- **GIVEN TEXT**:
###

Coal miners join climate activists to back Biden’s $2 trillion infrastructure plan
Coal country is in free fall and is pleading for help from Washington. That’s why the largest union in one of the dirtiest industries is broadly backing President Joe Biden’s $2 trillion green infrastructure package — an ambitious plan that has also won support from climate activists.
“Anybody who would not accept jobs where jobs are desperately needed is making a horrendous mistake,” Cecil Roberts, president of the United Mine Workers of America, the country’s largest mine workers union, told CNN Business on Tuesday.
Biden’s American Jobs Plan calls for improving the nation’s infrastructure and shifting to greener energy in a bid to simultaneously address inequality and the climate crisis.
“We’re for infrastructure. We’re for jobs. We’re for moving manufacturing into coalfields. We’ll work the president on that,” said Roberts, who has known Biden for decades.
Climate groups largely support Biden’s infrastructure plan, although some argue it should go further to respond to the climate crisis.
The coal industry would benefit from the Biden proposals to rebuild bridges, ports and airports — all steps that would boost demand for steel, which typically uses coal as a key ingredient. The infrastructure plan also calls for expanding access to broadband in rural areas like Appalachia.
Roughly half of the coal jobs in America have disappeared since the end of 2011, a staggering blow to Appalachia. Much of those losses were driven by the abundance of cheap natural gas. Now the industry is losing ground to solar, wind and renewable energy.
After four years of former President Donald Trump trying and failing to revive coal country, there is now an acknowledgement within the industry that more pain is coming — and new ideas are needed to blunt the damage.

###

- **DATA IN THIS EXERCISE**:

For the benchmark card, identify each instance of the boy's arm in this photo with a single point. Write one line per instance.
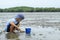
(13, 25)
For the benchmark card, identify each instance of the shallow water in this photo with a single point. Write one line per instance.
(44, 25)
(37, 33)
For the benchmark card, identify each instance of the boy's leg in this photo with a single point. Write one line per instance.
(12, 28)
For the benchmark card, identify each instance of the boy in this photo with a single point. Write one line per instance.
(14, 23)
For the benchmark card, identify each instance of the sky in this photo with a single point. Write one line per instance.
(30, 3)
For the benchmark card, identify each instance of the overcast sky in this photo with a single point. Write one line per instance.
(31, 3)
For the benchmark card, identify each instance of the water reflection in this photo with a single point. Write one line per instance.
(28, 37)
(12, 36)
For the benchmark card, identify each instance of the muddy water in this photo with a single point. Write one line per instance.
(45, 26)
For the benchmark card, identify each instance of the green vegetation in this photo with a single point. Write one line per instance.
(29, 9)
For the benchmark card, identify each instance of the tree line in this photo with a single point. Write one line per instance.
(30, 9)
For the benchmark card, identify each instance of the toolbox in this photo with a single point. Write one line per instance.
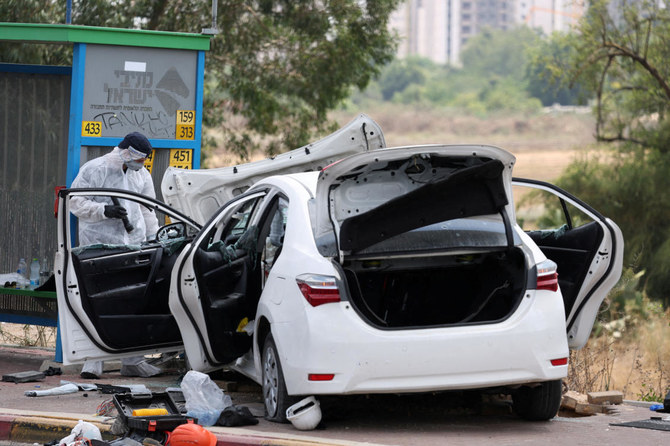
(154, 412)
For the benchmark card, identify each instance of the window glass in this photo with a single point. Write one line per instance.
(537, 209)
(475, 232)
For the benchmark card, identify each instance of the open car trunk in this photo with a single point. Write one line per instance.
(418, 292)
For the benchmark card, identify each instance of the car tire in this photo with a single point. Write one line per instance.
(275, 396)
(539, 403)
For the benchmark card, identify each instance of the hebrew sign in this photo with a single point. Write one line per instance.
(147, 90)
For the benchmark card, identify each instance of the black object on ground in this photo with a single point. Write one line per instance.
(53, 371)
(126, 403)
(23, 377)
(108, 388)
(233, 416)
(651, 423)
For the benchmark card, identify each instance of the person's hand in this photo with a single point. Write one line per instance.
(115, 211)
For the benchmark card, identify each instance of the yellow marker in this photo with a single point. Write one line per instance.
(149, 412)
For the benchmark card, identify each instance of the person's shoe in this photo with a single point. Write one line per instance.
(88, 375)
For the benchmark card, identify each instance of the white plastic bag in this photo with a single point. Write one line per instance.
(82, 430)
(204, 399)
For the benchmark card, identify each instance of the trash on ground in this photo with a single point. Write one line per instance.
(23, 377)
(155, 412)
(53, 371)
(82, 431)
(204, 399)
(139, 367)
(591, 403)
(81, 386)
(305, 415)
(106, 408)
(233, 416)
(62, 390)
(192, 434)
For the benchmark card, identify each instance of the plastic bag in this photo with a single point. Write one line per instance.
(83, 430)
(204, 399)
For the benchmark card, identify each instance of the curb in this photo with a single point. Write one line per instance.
(43, 427)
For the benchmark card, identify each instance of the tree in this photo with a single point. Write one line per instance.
(620, 55)
(276, 68)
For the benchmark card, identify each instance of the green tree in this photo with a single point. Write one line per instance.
(620, 55)
(275, 69)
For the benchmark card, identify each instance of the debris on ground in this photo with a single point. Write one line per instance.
(23, 377)
(591, 403)
(62, 390)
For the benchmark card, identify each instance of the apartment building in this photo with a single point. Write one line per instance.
(438, 29)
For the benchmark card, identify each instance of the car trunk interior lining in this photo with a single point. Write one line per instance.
(476, 288)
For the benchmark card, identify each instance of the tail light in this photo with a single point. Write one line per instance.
(547, 277)
(318, 289)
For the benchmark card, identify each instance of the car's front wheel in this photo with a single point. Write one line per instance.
(275, 396)
(539, 403)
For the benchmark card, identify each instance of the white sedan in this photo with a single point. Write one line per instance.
(345, 267)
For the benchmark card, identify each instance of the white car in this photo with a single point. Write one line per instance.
(392, 270)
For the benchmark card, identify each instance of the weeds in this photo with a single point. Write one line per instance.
(626, 351)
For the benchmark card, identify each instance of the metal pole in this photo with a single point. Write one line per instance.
(213, 30)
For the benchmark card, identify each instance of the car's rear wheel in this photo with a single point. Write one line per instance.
(539, 403)
(275, 396)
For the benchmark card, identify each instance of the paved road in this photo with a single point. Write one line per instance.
(382, 419)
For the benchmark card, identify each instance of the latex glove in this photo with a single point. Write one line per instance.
(115, 211)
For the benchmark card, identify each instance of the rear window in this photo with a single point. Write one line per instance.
(461, 233)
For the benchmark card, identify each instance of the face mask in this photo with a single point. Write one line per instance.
(134, 165)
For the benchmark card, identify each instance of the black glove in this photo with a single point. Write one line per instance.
(115, 211)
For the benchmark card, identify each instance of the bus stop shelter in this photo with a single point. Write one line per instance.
(55, 118)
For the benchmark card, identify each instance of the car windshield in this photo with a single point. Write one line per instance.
(475, 232)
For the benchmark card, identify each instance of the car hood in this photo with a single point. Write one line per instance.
(370, 197)
(200, 193)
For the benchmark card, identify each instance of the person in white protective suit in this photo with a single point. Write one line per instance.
(102, 221)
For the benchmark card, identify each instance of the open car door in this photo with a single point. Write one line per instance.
(113, 299)
(586, 246)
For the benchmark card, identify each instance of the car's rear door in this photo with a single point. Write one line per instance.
(586, 246)
(113, 298)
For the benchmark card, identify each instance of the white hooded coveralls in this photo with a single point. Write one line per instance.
(107, 171)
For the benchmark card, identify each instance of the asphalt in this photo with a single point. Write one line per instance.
(354, 420)
(44, 419)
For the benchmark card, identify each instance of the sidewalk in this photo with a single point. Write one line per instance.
(44, 419)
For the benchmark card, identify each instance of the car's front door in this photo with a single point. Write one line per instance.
(586, 246)
(218, 282)
(113, 298)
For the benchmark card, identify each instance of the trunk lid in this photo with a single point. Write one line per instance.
(371, 197)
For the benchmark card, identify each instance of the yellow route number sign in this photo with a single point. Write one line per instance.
(181, 158)
(91, 128)
(185, 124)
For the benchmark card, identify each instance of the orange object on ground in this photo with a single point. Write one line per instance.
(191, 434)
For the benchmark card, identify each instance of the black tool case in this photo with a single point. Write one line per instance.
(127, 402)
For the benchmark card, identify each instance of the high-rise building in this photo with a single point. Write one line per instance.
(437, 29)
(550, 15)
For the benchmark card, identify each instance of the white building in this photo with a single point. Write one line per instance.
(437, 29)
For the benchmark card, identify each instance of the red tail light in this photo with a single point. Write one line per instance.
(559, 361)
(547, 277)
(317, 289)
(320, 376)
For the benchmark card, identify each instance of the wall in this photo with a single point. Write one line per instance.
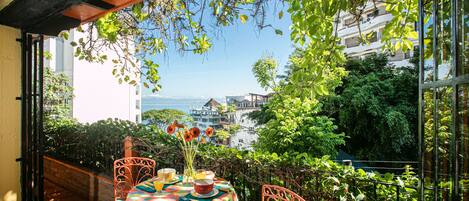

###

- **PROBLEMS TO WORK ON**:
1. Locate every line in the listing that contains the string "sign", and copy each of those lines.
2. Extend the article on coal miners backing President Biden's infrastructure plan, picking up after its final sentence.

- **ANSWERS FOR THE EXERCISE**:
1.
For the benchmark card, identify each instance of the hebrew sign in this photo with a single point. Write one line per instance.
For the benchmark card, identify each instance of the yellow route number sign in this photo with a single point. Write one line per instance.

2.
“We’re coming to grips with the fact that we might lose more jobs here,” Roberts said. “We’re recognizing that change is coming fairly rapidly here.”
Carbon capture is a ‘lifesaver’ for coal
However, the support from the 131-year-old union hinges on aid from Washington to help preserve the coal industry’s dwindling workforce. Specifically, Roberts stressed the importance of investing mightily in carbon capture and storage, a breakthrough technology that injects carbon dioxide deep underground before it can warm the planet.
“If carbon capture is utilized to protect the coal industry for as long as the marketplace will bear, then the overall goal of the jobs plan is good,” Roberts said.
Although carbon capture has been loudly championed by ExxonMobil, Chevron and other fossil fuel players, climate activists argue the only lasting solution is a permanent shift away from fossil fuels.
Yet the American Jobs Plan calls for establishing ten pioneer facilities to demonstrate carbon capture retrofit, accelerating carbon capture deployment and making it easier to retrofit existing power plants. The Biden plan also proposes $15 billion in demonstration projects for climate research and development priorities, including carbon capture and storage.
350.org, an environmental group, said in a statement last month “we are disappointed with the investment in carbon capture projects that will only keep dirty power plants running.”
“To us, that’s a lifesaver,” Roberts said of carbon capture investments.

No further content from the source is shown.